| What the exercise asks |
Answer these from the forum post about a dog that chases cats:
1. What is the cat's name?
2. Who stays home with the dog all day while the writer is at work?
3. For about how long does the writer keep the dog tied to them during the NILIF exercise?

| Document text |

I think this is how it started. He thinks of it as a game now, he sees a cat, boom time to play chase. 

I just stated in my other post below that I *believe* it's chasing for play....after observing them. He had every chance to grab the cat and 'kill' him, right there....but he was more interested in trying to figure out the cat and get it to play with him. But, 2 months ago, I would have said he was chasing to kill, because he got the cat once (i have stated that my cat Mieko is an idiot before - he just didnt get it that walking by Berlin would mean he would be chased) and he went right for the neck and began to try to shake him! I am so glad I was RIGHT there to grab them. Berlin will even LUNGE at me if I have the cat. I used to notice how he would do the steps of "hunting" minus the final few...but lately I have not noticed that. He sees a cat - chases it. Sometimes stops at the stairs if they run up there. Smells them - he searches for them, for a while too.. 

The problem with having him on a leash all the time when around the house is that I am not the one who is home all day with him when i'm at work- my mother is. She will not do that, so he'd sit in a crate all day, and then i'd have a VERY hyper dog with ALOT of energy...

So for now...we've been just keeping them separated, as much as we can.

But if I were to 'tether' (hope thats the right word) him to something...what kind of leash? Just a six foot one? I know he would go crazy being tethered to something and would choke him self with his normal collar. He loves to be where everyone is...but if I had him attached to me with a 6 foot leash constantly, that would not work out. He would eventually get bored, and tired of not being able to do anything. 

I do the NILIF with him, a few times a week, and one of the ones I do is tying the leash around me, forcing him to go wherever I am. I do it for about an hour. I cannot imagine doing it 24/7 though.

(Picture shape labeling records)
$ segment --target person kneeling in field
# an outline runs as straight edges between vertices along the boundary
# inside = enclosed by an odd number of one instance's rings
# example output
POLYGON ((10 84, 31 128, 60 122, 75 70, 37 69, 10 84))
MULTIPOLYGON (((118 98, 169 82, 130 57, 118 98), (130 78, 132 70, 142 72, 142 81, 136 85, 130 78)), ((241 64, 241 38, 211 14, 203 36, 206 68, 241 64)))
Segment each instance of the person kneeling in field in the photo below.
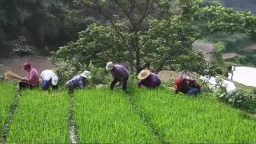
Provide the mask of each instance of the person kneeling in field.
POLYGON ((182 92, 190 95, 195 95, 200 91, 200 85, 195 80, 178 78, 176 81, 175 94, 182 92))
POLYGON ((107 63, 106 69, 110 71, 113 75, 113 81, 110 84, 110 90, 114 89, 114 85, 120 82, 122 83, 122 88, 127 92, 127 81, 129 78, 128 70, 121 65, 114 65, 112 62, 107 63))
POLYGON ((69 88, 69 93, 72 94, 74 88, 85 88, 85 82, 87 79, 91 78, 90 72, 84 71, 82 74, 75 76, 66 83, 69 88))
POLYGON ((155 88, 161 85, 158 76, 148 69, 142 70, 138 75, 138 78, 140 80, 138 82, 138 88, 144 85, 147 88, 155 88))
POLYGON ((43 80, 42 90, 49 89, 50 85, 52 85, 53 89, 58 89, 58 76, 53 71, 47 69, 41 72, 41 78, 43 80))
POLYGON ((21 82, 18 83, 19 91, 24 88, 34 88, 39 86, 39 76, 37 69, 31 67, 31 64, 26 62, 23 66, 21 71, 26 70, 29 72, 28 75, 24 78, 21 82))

| Response to this task |
1. Mieko
2. The writer's mother
3. About an hour